DOCUMENT TEXT:
··········

So, there’s this bit in the second season finale of Amazon’s Wheel of Time show, and, while I do have some issues with how this show has adapted the books I love so very much, this detail does a lot to assure me that yes, the writers probably do understand the source material and are building up one of the most beloved elements from it in the form of protagonist Rand Al’Thor (Josha Stradowski) and one of his love interests.

The Dragon Reborn, fated to battle the Dark One for the fate of all humankind at the mythical Last Battle, has taken a fatal wound via a cursed dagger, and is in desperate need of healing. Only two healers are on hand, so one of them, Elayne Trakand (Ceara Coveney), daughter-heir to the Lion Throne of Andor (one of the most powerful nations on the continent where the story takes place), has to step up to heal him. And as she seals shut a wound that should never be able to heal, he looks up at this young woman whom he just met ten seconds ago and sees her bathed in light and surrounded by ethereal noise like some kind of beautiful angel:

Elayne Trakand Heals Rand al'Thor from Forsaken Wound - The Wheel of Time, 2x8 What Was Meant To Be

This a substitute for how these two meet in the source material. In the first book of the series, The Eye of the World, after being forced to leave his beloved home village of the Two Rivers, Rand finds himself in Caemlyn, Andor’s capital. He wants to get a better view of something, so he climbs up a high wall and… Immediately falls over to the other side. While there, hurting from the fall, he looks up and he sees… Her. The princess he’s heard so much about. Elayne, in the royal gardens of Caemlyn, pristine and beautiful and ethereal. She tends to his wounds, something she often does for strays she finds on the palace grounds because Elayne starts out as a low-key Disney Princess (she’s great). And she’s immediately charmed by this handsome, polite, endearingly dorky country boy who all but literally falls into her lap, just as he’s immediately taken by this regal, refined, kindhearted princess. Thus begins Rand’s longest standing romantic subplot (but not remotely his only one- we’ll get to that later).

··········

TASK 1: In the commentary on the Wheel of Time show, what injures Rand in the second season finale?
TASK 2: Extend the commentary on the Wheel of Time show, continuing on from its final sentence.

GIVEN INFORMATION:

··········

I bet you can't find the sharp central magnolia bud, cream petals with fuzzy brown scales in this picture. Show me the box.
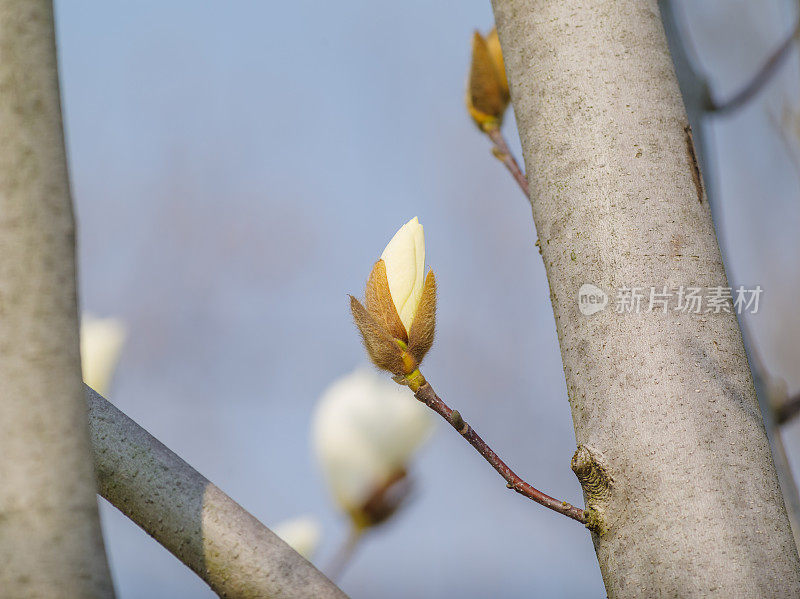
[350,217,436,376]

··········

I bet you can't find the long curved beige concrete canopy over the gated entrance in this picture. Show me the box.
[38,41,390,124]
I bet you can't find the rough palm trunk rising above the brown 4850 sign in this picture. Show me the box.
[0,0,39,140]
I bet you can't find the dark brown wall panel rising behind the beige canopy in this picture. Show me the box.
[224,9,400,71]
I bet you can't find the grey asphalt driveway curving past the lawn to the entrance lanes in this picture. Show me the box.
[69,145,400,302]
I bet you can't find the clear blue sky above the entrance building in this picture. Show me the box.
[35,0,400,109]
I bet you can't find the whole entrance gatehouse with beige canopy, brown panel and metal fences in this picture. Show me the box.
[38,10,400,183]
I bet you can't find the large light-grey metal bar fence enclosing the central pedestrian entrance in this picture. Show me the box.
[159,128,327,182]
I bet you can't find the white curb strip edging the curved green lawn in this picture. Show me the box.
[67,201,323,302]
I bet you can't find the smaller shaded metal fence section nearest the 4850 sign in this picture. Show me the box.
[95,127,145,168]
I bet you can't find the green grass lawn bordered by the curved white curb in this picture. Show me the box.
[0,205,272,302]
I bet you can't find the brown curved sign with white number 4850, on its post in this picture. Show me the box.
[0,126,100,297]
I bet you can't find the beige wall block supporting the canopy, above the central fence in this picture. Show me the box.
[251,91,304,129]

··········

WRITTEN ANSWER 1: A cursed dagger gives him a fatal wound.

WRITTEN ANSWER 2:
Now, part of the reason I compare Elayne to a Disney Princess is because she falls in love with him at first sight, and he essentially does for her as well (buttoned-up hayseed that he is at the start of the series, he’s a little reluctant to admit it). And I know what some of you are no-doubt thinking: seriously? Love at first sight? That’s bullshit. That’s not realistic at all. There’s no way I’m gonna get emotionally invested in this nonsense. And I know some of you are thinking that because that is what I thought the first time I read this scene in Eye of the World many years ago.1

And then I wound up buying it. Getting heavily invested in it. One might even say I ship it (because I do). How and why did this come to pass? Well, I can explain, but first, a quick primer:

Wheel of Time is an epic fantasy novel series consisting of 14 core books, the first of which was published in 1990 and the last of which in 2013. Originally created by Robert Jordan, he passed away after completing the eleventh volume. His will stipulated that his wife/editor Harriet McDougal find someone to finish the series for him, and she ultimately chose Mistborn and eventual Stormlight Archive author Brandon Sanderson (a pre-established mega-fan of the series) to do so. Jordan left behind copious notes, and Sanderson turned them into three final volumes to tell the complete story as close to how Jordan envisioned it as possible.

WoT is set in a familiar yet fantastical world that was broken following a war with the Dark One three thousand years ago, in which a Chosen One called the Dragon Reborn sealed the Dark One away but in the process allowed the magic source that male mages channel to be tainted by the Shadow. As a cost of this, the Dragon, and all male channelers, slowly go insane the more they use their powers. At the start of the story, however, the Dark One’s prison is beginning to break open, meaning it is time for the Dragon Reborn to ride again on the winds of time. The series is also currently being adapted into a live action streaming series from Prime Studios, with two seasons (covering the events of the first three novels) already out, and a third season set to debut on March 13, 2025.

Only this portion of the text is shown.